◆ **Short exercise**: Below are some records; repeat them all exactly, minus the pictures.

Extracted records
##############################

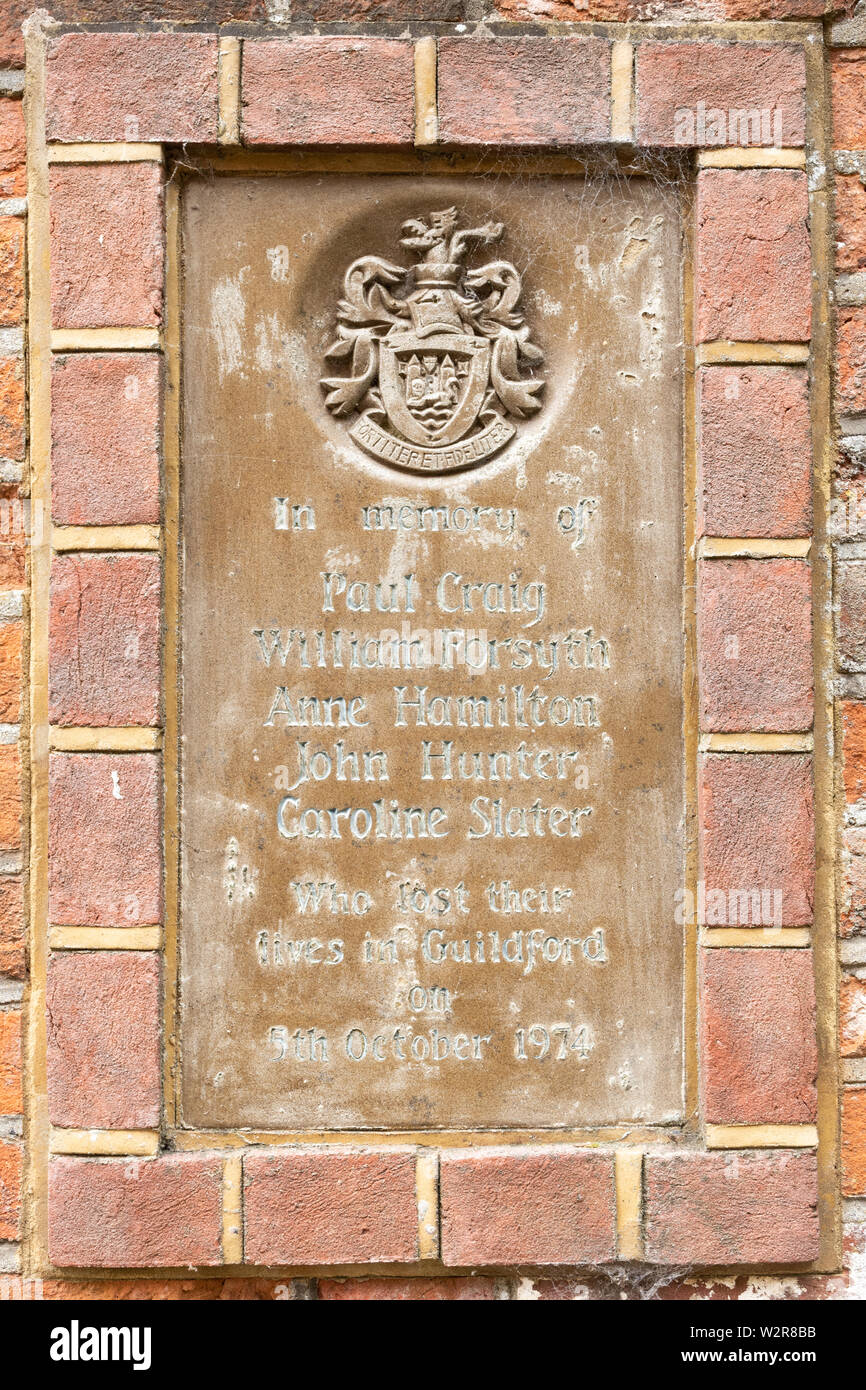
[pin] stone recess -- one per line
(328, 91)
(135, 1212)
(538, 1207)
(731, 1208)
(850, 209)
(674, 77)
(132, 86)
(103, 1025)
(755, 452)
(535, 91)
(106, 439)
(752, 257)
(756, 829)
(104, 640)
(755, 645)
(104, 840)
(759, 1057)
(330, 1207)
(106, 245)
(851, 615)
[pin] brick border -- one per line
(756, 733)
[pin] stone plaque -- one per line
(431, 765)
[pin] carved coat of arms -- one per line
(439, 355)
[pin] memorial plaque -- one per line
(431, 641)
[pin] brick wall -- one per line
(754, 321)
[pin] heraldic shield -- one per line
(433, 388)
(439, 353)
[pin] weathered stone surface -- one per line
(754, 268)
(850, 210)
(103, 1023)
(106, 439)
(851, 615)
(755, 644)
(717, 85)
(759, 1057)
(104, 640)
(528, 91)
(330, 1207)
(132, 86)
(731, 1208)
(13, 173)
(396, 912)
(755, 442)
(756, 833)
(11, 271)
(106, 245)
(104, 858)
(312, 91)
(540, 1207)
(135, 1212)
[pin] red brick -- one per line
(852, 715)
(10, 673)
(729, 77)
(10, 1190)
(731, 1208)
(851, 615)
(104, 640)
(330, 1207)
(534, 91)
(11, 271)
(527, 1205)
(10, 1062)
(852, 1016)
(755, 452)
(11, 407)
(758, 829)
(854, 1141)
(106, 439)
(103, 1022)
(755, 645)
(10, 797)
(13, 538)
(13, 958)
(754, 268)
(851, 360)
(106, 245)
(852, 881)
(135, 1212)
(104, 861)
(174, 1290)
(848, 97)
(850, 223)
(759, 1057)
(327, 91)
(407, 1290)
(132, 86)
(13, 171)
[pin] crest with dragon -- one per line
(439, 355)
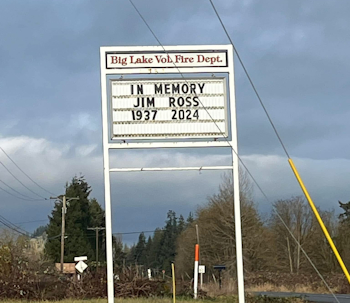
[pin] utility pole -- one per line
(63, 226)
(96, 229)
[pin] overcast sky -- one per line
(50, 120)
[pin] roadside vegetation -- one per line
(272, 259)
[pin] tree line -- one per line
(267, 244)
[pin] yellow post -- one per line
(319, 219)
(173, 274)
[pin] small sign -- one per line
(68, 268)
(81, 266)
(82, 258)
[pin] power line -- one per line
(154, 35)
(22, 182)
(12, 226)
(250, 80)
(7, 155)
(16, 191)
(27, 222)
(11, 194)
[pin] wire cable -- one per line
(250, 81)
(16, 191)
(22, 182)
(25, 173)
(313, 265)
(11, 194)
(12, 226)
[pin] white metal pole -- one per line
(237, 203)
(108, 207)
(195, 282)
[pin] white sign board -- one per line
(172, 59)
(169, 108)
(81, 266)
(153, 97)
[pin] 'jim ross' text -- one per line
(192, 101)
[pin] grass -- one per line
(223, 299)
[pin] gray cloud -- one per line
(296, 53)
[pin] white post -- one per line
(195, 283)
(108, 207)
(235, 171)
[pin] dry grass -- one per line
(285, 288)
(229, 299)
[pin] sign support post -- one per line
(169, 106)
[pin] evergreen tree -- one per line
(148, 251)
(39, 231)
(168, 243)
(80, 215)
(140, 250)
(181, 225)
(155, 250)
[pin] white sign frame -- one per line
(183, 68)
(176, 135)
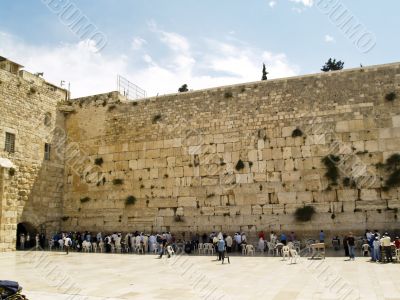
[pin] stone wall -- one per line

##############################

◆ **Exercise solution**:
[pin] stone recess -- one per line
(328, 91)
(135, 1212)
(538, 1207)
(731, 1208)
(850, 209)
(674, 77)
(132, 86)
(103, 1025)
(755, 452)
(535, 91)
(106, 439)
(752, 257)
(756, 829)
(104, 640)
(755, 645)
(104, 840)
(759, 1057)
(330, 1207)
(106, 245)
(851, 615)
[pin] brick border -- one per line
(756, 733)
[pin] stone plaque -- one per line
(431, 765)
[pin] carved coat of arms -- one per line
(439, 355)
[pin] memorial plaque -- one per line
(431, 641)
[pin] brick wall -- one per line
(754, 321)
[pin] heraldic shield -- one per line
(433, 388)
(439, 353)
[pin] weathered stone surface -- one per line
(754, 268)
(850, 210)
(103, 1023)
(106, 439)
(851, 615)
(755, 644)
(717, 85)
(759, 1057)
(104, 640)
(528, 91)
(330, 1207)
(132, 86)
(731, 1208)
(13, 173)
(396, 912)
(755, 442)
(756, 833)
(11, 271)
(106, 245)
(104, 858)
(312, 91)
(540, 1207)
(135, 1212)
[pin] red brick -- one per line
(852, 715)
(10, 673)
(729, 77)
(10, 1190)
(731, 1208)
(851, 615)
(104, 640)
(330, 1207)
(534, 91)
(11, 271)
(527, 1205)
(10, 1062)
(852, 1016)
(755, 452)
(11, 407)
(758, 829)
(854, 1141)
(106, 439)
(103, 1022)
(755, 645)
(10, 797)
(13, 538)
(13, 958)
(754, 268)
(851, 360)
(106, 245)
(852, 881)
(135, 1212)
(104, 861)
(174, 1290)
(848, 97)
(850, 223)
(759, 1057)
(327, 91)
(407, 1290)
(132, 86)
(13, 171)
[pin] crest with dragon -- one per line
(439, 355)
[pin] utility pole -- one per line
(63, 226)
(96, 229)
[pin] overcast sky -- one per line
(50, 120)
[pin] roadside vegetation -- one per line
(272, 259)
[pin] tree line -- one per line
(267, 244)
[pin] yellow post -- one per line
(319, 219)
(173, 274)
[pin] small sign -- one per line
(68, 268)
(81, 266)
(82, 258)
[pin] power line -- one per line
(154, 35)
(22, 182)
(12, 226)
(250, 80)
(7, 155)
(16, 191)
(27, 222)
(11, 194)
[pin] wire cable -- one per line
(250, 81)
(16, 191)
(22, 182)
(25, 173)
(313, 265)
(11, 194)
(12, 226)
[pin] white metal pole -- one per line
(237, 203)
(108, 207)
(195, 282)
[pin] white sign board -- one per line
(172, 59)
(169, 108)
(81, 266)
(153, 97)
[pin] 'jim ross' text -- one per line
(192, 101)
[pin] grass -- one per line
(223, 299)
[pin] gray cloud -- one per line
(296, 53)
[pin] white post -- one per line
(195, 283)
(108, 207)
(235, 171)
[pin] dry grass -- one per line
(285, 288)
(229, 299)
[pin] sign support post -- one per line
(169, 106)
[pin] evergreen tree -- one per line
(148, 251)
(39, 231)
(168, 243)
(80, 215)
(140, 250)
(181, 225)
(155, 250)
[pin] white sign frame -- one per line
(183, 68)
(176, 135)
[pin] stone wall -- one per line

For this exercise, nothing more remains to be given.